### Objectif 1
D'après le texte ci-dessous, quel acteur joue le rôle de Mackie Messer ?

### Texte source
□ □ □ □

Traitée comme un film noir, cette descente aux enfers menée à un tempo effréné, dans d'imposants décors faussement réalistes (Chantal Thomas), changés à vue par les acteurs eux-mêmes et les techniciens, voit s'affronter, se trahir et se perdre malfrats, flics, prostituées, indics et filles « pures », sur des musiques grinçantes et obsédantes, soigneusement calibrées par Weill. Après le hiératisme assumé et la recherche esthétique poussée à l'extrême de Bob Wilson, qui avait soumis le Berliner Ensemble à ses codes l'an dernier au Théâtre de la Ville, Pelly traite son sujet en homme de théâtre honnête et rigoureux, capable par-delà une mise en scène à la mécanique parfaitement huilée, de donner du sens à cette fable satirique qui semble s'écrire sous nos eux.
On savait les membres du Français bons comédiens, voici qu'ils se révèlent bons chanteurs. Acteur physique, brutal et sensuel, Thierry Hancisse offre une composition très complète de Mackie Messer, chantant clair, fort et juste sans jamais démériter. Dans son sillage, Laurent Natrella ne s'en laisse pas compter, accaparant avec une belle énergie le rôle du fourbe et manipulateur Tiger Brown, tandis que Bruno Raffaelli campe un Jonathan Peachum cauteleux à souhait. Les interprètes féminines ne sont pas en reste et en premier lieu Léonie Simaga, savoureuse Polly, dont le tempérament et la voix bien projetée conviennent idéalement à son personnage, tout comme l'électrique Véronique Vella, Celia, sa mère, petit bout de femme que rien ni personne ne peut arrêter.

□ □ □ □

### Données sources

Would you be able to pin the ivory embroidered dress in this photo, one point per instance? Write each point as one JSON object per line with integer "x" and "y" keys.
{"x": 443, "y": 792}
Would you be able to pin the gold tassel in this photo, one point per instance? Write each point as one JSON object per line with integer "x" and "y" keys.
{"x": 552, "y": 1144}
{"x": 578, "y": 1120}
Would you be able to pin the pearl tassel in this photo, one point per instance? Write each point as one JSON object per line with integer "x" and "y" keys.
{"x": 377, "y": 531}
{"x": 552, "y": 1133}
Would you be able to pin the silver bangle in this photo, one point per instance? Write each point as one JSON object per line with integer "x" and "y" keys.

□ □ □ □

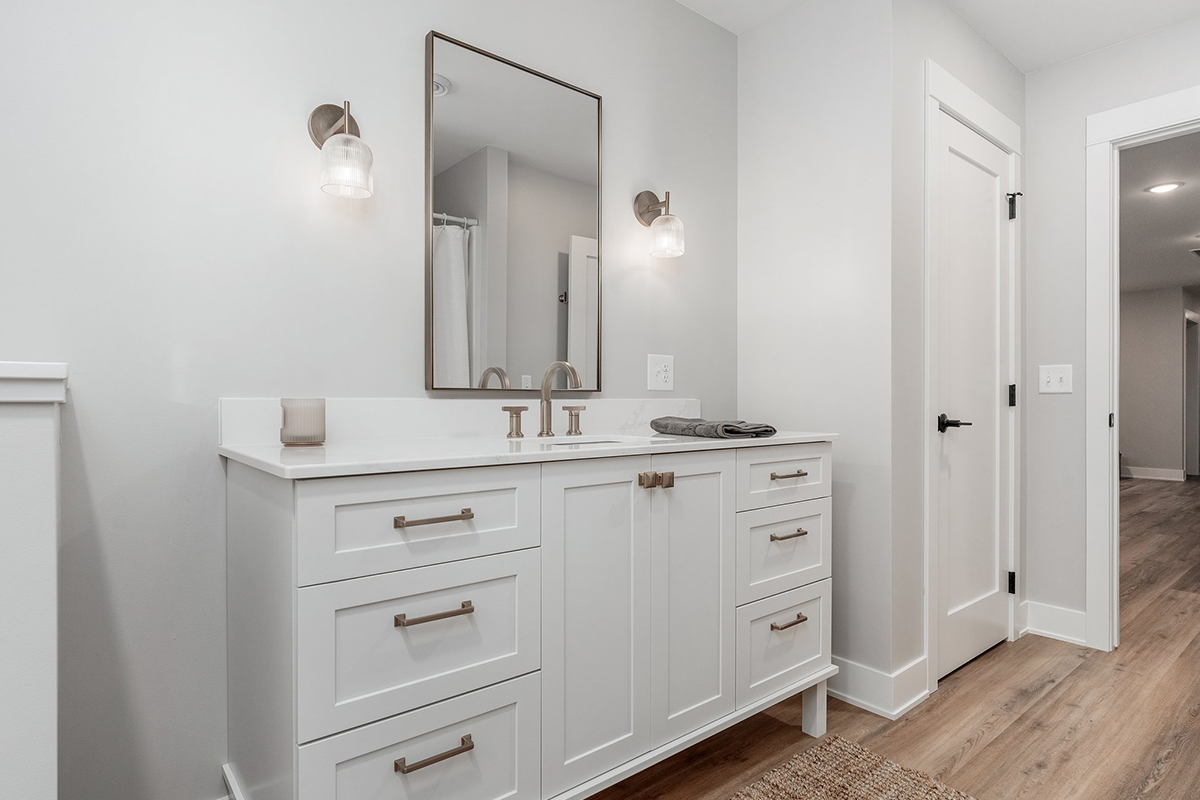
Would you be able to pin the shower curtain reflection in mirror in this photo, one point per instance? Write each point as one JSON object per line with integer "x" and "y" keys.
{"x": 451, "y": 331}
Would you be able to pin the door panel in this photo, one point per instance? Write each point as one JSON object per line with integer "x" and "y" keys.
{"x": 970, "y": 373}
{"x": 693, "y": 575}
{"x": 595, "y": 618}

□ □ □ □

### Objectif 2
Trouvez dans la liste chaque ligne contenant le mot "tassel" et recopiez-la. La casse compte.

### Résultat 1
Thierry Hancisse

### Résultat 2
Would you be able to pin the gold tassel in this photo, one point per instance? Write each point as one JSON object per line with integer "x" and "y" keys.
Would you be able to pin the pearl tassel in this photo, one point per instance? Write each point as one JSON object per line with integer "x" and "y" keys.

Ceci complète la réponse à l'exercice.